* _Data section_
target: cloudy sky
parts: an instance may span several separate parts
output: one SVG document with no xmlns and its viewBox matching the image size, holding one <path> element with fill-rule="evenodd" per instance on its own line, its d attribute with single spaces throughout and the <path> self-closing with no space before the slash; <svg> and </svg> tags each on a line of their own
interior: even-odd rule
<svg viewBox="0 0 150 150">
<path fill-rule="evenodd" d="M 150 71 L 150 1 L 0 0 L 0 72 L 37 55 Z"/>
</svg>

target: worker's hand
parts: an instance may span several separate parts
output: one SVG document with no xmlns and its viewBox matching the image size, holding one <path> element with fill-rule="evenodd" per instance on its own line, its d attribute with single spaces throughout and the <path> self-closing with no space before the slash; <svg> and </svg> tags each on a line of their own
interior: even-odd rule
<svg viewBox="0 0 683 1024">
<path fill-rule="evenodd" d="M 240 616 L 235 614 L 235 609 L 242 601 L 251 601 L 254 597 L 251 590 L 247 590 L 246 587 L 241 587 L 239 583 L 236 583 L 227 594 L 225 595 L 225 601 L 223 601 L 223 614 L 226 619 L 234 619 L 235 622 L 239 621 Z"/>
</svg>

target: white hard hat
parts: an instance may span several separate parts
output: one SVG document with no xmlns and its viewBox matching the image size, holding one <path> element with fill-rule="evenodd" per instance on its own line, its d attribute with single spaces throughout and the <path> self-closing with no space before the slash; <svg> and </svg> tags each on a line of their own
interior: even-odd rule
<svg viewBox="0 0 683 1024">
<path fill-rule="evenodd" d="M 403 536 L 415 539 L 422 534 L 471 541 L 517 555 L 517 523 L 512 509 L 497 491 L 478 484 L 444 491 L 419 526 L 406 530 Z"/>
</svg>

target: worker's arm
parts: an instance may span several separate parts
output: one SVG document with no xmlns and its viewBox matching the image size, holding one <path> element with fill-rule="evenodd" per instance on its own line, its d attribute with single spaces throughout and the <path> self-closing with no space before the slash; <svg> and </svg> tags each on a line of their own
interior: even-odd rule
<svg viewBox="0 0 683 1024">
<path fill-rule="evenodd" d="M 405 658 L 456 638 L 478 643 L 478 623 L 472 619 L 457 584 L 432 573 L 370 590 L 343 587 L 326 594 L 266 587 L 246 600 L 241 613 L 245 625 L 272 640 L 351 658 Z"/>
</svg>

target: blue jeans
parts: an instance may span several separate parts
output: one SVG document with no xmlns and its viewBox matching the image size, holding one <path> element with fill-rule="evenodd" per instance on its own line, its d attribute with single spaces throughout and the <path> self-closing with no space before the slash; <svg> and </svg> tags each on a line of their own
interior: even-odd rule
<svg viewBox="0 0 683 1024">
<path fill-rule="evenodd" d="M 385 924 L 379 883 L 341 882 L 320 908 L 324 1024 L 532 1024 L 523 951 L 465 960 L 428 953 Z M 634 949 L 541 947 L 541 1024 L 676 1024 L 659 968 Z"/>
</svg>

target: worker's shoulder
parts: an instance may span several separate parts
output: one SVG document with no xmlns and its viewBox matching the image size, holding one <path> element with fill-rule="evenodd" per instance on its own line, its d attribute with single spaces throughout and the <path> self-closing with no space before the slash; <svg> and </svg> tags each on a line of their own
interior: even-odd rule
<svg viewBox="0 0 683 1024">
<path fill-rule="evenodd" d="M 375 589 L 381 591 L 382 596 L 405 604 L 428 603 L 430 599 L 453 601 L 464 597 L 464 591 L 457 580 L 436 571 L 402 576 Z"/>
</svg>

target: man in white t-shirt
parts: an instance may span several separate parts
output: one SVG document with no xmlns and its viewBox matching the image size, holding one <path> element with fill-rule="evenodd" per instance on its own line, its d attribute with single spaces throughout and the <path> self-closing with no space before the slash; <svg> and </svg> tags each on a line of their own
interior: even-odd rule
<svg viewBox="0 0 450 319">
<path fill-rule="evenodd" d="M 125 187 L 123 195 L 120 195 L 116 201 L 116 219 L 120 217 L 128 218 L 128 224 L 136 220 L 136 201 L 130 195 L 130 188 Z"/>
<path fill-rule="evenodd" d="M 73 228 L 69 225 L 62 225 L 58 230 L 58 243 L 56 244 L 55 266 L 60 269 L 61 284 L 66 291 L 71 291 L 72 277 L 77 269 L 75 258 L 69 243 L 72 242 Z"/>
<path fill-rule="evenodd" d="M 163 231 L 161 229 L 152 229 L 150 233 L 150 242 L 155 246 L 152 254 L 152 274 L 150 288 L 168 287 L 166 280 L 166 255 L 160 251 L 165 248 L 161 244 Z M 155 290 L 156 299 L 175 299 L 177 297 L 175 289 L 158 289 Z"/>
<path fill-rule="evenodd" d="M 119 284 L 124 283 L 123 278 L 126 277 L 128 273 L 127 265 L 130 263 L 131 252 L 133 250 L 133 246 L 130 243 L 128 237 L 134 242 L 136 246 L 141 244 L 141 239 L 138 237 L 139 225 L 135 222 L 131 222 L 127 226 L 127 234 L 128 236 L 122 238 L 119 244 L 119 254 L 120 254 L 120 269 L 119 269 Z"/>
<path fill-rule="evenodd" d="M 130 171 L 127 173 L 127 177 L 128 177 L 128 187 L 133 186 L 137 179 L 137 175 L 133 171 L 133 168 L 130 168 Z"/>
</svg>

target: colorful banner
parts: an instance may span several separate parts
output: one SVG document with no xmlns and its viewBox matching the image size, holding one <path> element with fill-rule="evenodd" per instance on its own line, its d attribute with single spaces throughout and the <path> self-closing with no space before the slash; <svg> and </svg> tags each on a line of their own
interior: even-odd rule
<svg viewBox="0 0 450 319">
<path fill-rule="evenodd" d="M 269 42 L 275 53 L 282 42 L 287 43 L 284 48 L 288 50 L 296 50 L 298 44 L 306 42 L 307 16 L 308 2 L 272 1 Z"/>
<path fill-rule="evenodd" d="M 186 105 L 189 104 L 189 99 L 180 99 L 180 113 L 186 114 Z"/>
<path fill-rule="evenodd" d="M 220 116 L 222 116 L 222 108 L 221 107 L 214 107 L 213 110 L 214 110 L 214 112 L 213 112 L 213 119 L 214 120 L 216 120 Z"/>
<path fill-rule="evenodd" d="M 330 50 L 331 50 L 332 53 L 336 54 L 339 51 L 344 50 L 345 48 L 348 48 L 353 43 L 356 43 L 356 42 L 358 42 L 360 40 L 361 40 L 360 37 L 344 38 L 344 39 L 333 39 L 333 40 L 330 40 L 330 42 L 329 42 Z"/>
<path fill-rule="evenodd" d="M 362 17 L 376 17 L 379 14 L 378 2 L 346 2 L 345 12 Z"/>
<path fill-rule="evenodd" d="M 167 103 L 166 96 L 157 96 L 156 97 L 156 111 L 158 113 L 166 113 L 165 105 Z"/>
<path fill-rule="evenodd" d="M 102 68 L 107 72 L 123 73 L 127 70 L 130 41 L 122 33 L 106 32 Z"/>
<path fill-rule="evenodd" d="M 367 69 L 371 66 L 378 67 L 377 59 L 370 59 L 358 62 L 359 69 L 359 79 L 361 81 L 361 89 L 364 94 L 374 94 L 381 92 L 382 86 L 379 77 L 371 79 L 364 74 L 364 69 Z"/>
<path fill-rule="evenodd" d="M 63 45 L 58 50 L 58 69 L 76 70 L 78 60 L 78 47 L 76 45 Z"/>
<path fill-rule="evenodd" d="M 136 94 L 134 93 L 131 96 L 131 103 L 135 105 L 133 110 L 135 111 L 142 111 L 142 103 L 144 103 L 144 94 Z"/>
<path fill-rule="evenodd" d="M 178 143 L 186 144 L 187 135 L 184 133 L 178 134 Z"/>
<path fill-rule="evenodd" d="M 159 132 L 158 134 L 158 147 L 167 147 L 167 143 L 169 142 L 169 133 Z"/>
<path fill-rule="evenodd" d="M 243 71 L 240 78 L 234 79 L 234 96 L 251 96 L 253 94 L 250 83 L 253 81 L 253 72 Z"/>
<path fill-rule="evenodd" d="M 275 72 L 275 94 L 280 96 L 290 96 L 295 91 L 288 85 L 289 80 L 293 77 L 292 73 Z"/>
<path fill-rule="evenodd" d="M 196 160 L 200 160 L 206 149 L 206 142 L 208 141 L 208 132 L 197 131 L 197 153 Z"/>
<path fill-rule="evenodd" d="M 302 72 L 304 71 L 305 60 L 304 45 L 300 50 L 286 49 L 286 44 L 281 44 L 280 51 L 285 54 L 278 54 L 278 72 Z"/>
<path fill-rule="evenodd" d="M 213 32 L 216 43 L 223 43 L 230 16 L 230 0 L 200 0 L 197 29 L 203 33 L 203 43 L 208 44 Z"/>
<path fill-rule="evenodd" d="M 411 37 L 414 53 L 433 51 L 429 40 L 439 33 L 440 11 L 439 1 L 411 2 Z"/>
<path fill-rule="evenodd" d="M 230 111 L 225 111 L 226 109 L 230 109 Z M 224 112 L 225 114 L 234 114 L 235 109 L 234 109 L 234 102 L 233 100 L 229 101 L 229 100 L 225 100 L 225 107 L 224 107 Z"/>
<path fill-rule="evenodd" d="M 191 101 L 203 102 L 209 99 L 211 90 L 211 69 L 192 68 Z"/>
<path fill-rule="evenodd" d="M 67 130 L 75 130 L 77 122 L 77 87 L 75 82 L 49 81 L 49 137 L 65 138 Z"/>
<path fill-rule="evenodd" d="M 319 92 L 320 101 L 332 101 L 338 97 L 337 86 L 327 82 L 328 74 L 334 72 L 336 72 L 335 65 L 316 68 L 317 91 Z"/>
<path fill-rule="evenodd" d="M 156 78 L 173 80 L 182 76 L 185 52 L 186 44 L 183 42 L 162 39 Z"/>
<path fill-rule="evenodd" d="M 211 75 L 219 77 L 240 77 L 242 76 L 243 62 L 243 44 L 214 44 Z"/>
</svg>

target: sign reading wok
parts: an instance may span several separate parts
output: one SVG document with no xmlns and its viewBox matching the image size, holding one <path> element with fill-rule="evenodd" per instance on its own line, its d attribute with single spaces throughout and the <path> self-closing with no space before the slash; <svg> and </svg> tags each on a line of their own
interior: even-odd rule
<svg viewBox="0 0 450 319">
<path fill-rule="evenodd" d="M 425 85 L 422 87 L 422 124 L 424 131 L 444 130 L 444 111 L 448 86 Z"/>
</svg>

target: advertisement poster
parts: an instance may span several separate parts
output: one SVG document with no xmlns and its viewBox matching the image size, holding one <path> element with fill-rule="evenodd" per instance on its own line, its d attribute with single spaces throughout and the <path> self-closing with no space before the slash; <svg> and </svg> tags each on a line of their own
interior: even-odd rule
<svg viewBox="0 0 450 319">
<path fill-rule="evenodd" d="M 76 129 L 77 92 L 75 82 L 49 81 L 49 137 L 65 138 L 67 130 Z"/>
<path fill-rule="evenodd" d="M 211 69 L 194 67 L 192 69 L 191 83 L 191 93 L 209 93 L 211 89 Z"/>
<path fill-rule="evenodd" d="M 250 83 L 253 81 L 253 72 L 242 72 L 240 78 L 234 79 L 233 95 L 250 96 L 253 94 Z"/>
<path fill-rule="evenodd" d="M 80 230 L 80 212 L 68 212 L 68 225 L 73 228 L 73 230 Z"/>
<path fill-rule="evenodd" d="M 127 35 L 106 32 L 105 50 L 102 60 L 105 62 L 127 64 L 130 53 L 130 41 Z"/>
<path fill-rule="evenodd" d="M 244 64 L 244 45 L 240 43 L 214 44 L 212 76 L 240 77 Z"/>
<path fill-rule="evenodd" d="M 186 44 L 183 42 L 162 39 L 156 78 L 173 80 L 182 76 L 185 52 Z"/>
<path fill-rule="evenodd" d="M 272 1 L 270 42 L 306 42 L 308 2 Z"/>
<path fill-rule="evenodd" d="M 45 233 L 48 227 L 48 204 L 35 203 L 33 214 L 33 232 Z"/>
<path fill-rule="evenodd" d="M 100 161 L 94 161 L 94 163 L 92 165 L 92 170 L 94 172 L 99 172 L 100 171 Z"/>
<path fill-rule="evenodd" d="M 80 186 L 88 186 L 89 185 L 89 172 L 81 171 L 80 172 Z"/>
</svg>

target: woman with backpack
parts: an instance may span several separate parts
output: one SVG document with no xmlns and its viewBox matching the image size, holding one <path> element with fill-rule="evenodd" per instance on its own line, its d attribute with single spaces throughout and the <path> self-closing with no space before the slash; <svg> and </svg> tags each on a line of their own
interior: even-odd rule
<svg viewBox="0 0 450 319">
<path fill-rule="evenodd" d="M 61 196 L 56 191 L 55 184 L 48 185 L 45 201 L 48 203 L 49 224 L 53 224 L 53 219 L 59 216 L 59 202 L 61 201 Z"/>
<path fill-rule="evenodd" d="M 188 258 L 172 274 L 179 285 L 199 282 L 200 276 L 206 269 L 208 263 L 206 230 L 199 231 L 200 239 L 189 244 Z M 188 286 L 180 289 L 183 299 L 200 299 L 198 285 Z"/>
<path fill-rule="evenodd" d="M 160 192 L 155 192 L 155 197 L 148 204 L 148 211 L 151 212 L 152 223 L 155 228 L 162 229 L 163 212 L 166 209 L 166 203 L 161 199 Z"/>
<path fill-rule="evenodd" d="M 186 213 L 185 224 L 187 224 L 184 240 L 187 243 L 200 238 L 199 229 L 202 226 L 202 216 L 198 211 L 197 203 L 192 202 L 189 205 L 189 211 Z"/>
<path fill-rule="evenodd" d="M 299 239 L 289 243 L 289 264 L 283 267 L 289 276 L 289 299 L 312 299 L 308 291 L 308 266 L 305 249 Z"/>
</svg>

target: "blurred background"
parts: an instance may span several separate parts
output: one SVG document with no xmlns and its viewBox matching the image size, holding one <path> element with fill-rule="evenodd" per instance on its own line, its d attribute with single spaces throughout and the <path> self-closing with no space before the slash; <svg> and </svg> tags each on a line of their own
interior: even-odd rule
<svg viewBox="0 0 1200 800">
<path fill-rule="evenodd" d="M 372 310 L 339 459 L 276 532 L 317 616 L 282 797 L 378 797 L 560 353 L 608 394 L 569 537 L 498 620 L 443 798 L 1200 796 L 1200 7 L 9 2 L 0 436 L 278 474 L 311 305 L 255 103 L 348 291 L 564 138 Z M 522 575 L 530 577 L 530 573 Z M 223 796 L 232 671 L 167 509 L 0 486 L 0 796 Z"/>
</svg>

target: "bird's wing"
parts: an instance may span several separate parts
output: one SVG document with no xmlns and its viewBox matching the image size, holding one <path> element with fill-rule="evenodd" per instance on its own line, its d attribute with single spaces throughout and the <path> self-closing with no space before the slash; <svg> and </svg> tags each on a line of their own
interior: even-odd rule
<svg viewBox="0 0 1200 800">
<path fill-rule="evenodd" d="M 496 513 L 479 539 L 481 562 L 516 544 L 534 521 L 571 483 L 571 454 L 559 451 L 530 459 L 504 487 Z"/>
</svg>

* _To do_
Out of the preceding entries, pull each line that contains the word "white".

* _Your response_
target: white hard hat
target: man in white t-shirt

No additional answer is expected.